**Zadanie**.
Przekształć w tabelę Markdown fragment poniższych wierszy, który zaczyna się od wiersza zawierającego „Field-scouting task: mark every instance of the yellow”, a kończy na wierszu zawierającym „point(406, 523)”, łącznie z obydwoma. Tabela ma mieć kolumny „Nr” z kolejnym numerem i „Treść” z treścią wiersza, bez pustych wierszy.

**Zapisane wiersze**.
——————
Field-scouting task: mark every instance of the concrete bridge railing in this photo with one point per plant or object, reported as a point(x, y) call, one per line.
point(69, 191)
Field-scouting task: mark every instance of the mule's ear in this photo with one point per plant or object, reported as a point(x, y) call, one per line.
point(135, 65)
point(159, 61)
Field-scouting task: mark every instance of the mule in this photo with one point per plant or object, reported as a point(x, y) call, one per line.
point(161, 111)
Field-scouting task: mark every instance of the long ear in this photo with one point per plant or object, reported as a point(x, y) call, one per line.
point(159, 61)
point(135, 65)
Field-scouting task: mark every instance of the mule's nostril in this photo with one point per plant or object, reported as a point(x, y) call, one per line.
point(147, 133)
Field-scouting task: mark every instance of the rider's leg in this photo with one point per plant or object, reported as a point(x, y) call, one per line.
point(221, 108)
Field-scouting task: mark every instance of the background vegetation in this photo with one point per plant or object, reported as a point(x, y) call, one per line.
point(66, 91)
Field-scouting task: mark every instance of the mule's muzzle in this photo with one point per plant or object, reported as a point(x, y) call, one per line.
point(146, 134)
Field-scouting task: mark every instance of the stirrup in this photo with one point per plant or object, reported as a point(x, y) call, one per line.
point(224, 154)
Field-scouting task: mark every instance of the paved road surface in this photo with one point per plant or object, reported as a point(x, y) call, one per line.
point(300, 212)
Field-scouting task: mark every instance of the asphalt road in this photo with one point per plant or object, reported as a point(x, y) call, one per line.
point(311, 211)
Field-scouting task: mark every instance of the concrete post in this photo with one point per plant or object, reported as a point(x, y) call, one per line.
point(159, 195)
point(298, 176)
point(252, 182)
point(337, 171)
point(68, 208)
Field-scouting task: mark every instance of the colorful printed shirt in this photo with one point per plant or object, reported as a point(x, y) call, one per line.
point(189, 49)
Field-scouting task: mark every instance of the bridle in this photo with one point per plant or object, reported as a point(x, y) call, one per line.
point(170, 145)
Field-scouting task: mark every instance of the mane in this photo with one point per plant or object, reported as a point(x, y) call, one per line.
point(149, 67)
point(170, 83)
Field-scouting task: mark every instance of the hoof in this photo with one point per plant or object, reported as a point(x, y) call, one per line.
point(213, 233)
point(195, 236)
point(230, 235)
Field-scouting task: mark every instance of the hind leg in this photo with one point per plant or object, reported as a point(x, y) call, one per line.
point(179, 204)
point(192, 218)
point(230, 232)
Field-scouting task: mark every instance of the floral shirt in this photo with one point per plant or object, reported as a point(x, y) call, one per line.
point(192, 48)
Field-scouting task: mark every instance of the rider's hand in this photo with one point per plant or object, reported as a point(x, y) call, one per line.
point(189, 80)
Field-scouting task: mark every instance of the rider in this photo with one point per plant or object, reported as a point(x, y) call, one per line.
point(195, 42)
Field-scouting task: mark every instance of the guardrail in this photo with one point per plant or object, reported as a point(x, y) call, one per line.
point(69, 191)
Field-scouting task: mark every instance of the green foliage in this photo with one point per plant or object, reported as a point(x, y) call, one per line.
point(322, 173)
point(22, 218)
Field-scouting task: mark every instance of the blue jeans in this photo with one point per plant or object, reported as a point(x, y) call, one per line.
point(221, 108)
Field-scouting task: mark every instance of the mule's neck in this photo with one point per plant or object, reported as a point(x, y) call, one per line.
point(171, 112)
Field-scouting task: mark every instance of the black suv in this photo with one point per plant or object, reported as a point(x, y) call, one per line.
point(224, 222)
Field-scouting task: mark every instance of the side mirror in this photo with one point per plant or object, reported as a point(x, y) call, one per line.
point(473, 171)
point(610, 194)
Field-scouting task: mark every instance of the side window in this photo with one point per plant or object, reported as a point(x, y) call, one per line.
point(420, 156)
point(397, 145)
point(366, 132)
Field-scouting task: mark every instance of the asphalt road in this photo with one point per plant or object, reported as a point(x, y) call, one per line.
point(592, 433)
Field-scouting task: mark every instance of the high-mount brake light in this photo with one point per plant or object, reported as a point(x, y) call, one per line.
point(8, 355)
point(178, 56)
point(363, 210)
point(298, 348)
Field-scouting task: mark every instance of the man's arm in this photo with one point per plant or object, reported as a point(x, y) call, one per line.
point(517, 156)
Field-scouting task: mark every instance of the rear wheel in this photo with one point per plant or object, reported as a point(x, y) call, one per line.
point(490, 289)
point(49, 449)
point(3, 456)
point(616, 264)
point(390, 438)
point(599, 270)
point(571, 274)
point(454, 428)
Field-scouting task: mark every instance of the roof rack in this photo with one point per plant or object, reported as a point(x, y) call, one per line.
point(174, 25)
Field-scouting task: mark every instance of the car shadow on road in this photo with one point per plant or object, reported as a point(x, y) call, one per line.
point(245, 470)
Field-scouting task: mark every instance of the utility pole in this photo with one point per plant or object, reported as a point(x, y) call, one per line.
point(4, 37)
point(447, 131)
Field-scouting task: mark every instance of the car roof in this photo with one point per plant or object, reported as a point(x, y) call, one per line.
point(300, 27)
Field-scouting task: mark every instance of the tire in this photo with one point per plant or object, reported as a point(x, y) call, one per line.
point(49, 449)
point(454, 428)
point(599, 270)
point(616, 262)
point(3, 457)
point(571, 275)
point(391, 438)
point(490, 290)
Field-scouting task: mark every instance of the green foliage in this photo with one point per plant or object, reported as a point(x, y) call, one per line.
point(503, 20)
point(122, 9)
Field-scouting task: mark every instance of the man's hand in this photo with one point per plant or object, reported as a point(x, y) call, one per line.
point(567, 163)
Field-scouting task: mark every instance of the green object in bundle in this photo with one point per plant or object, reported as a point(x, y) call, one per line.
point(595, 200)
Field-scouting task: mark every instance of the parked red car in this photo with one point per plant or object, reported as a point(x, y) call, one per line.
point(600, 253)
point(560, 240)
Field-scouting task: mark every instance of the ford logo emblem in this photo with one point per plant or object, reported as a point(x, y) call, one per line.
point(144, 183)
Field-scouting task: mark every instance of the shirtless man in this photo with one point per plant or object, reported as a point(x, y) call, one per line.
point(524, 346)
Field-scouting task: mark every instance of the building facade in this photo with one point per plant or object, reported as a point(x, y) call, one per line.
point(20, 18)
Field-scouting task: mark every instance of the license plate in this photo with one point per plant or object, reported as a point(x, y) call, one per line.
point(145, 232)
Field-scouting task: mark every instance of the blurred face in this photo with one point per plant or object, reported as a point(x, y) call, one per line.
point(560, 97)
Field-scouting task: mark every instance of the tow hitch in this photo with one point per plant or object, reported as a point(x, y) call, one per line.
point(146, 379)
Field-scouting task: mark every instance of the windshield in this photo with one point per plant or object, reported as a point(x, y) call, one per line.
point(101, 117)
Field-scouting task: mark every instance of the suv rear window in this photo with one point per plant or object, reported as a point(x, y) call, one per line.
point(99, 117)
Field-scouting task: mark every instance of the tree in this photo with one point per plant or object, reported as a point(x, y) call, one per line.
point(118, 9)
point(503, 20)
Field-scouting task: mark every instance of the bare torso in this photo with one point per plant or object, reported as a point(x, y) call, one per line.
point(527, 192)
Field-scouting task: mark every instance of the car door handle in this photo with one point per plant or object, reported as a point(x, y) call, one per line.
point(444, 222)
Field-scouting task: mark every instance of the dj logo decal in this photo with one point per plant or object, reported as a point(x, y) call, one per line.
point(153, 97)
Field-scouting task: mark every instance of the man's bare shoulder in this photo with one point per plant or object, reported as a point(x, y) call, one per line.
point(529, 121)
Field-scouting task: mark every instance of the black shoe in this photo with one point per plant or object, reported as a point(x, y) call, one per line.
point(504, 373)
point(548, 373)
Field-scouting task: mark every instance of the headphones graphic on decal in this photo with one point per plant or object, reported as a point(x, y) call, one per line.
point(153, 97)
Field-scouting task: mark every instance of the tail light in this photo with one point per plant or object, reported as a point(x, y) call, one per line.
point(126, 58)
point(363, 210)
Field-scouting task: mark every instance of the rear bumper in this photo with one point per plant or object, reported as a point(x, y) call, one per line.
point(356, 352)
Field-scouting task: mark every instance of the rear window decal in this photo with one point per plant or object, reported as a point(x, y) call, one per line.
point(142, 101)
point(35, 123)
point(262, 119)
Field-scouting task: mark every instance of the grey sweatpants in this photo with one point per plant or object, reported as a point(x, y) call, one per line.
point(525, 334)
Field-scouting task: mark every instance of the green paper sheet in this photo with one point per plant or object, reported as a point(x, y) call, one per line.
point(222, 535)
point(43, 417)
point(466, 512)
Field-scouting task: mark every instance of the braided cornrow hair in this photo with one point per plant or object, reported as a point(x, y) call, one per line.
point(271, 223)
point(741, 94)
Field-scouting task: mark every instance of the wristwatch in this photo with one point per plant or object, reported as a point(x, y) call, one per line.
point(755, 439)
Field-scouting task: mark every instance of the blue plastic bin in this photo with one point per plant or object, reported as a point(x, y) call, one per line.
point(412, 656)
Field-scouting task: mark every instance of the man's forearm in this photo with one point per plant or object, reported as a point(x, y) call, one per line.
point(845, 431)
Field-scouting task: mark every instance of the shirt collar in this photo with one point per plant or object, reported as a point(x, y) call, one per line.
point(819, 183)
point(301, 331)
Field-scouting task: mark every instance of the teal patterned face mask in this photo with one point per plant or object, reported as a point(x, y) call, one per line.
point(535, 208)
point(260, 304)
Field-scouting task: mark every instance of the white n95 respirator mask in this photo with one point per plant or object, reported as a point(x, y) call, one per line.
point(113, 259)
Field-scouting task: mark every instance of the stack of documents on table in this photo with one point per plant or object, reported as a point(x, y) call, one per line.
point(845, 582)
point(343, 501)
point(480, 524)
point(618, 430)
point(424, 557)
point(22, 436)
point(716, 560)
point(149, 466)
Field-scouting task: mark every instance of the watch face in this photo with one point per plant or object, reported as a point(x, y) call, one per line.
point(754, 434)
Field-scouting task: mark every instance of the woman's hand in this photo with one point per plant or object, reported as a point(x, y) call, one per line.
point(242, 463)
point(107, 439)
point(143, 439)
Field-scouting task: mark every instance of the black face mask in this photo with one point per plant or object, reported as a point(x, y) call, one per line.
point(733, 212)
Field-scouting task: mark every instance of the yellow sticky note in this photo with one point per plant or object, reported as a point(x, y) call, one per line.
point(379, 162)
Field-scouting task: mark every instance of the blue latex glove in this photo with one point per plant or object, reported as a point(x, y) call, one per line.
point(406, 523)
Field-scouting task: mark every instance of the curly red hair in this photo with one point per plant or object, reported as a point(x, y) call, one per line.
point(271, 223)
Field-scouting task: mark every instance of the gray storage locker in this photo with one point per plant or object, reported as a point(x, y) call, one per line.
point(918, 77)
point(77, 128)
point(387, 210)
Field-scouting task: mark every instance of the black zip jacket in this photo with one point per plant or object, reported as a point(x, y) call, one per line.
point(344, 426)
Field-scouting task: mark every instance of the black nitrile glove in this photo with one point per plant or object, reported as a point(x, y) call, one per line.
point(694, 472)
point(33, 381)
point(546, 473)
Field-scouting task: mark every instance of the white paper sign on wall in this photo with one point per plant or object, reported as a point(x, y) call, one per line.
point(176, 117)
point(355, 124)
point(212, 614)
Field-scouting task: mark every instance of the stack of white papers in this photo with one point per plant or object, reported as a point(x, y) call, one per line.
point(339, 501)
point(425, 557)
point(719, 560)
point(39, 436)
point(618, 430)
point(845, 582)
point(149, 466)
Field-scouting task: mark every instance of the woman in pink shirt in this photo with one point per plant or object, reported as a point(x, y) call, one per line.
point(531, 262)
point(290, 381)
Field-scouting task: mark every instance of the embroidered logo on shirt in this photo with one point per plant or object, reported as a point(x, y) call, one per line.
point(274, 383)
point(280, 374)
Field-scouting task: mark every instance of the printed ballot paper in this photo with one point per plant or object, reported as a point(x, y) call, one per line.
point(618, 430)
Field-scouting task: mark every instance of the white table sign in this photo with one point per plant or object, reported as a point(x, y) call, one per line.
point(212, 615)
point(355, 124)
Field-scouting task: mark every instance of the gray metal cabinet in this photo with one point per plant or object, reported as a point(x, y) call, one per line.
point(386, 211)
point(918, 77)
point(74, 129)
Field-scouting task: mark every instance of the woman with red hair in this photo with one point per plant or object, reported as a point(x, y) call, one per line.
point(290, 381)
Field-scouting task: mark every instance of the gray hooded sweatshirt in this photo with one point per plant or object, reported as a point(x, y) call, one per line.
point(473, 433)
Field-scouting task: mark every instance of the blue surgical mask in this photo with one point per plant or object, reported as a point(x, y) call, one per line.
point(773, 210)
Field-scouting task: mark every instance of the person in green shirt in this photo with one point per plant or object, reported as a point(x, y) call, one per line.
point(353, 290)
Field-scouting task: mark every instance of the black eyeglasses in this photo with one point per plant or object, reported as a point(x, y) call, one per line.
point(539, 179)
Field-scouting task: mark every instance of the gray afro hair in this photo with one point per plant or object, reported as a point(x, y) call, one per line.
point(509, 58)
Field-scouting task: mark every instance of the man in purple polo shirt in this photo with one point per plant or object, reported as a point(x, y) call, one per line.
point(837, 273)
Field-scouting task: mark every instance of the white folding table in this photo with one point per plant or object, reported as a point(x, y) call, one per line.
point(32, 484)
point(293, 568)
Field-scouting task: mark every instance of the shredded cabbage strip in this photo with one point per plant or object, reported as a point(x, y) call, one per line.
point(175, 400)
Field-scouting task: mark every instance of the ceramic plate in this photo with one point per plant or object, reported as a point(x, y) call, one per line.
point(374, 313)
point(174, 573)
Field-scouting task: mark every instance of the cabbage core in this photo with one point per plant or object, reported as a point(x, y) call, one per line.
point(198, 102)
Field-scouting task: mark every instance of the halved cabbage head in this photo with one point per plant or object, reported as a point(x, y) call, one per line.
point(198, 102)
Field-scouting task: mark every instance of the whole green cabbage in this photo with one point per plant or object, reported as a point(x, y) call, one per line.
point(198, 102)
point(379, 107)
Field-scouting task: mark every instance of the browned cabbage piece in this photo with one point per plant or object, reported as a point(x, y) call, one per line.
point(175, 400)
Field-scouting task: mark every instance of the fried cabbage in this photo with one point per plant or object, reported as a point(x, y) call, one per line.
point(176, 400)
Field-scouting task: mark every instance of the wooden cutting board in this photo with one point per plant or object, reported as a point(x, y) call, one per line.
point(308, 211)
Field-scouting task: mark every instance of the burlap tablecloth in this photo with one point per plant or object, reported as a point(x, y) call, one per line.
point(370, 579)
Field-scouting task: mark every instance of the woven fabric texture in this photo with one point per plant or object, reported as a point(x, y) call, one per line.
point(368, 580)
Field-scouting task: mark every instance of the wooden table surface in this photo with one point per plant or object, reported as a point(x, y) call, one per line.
——————
**Odpowiedź**.
| Nr | Treść |
|---|---|
| 1 | Field-scouting task: mark every instance of the yellow sticky note in this photo with one point per plant or object, reported as a point(x, y) call, one per line. |
| 2 | point(379, 162) |
| 3 | Field-scouting task: mark every instance of the blue latex glove in this photo with one point per plant or object, reported as a point(x, y) call, one per line. |
| 4 | point(406, 523) |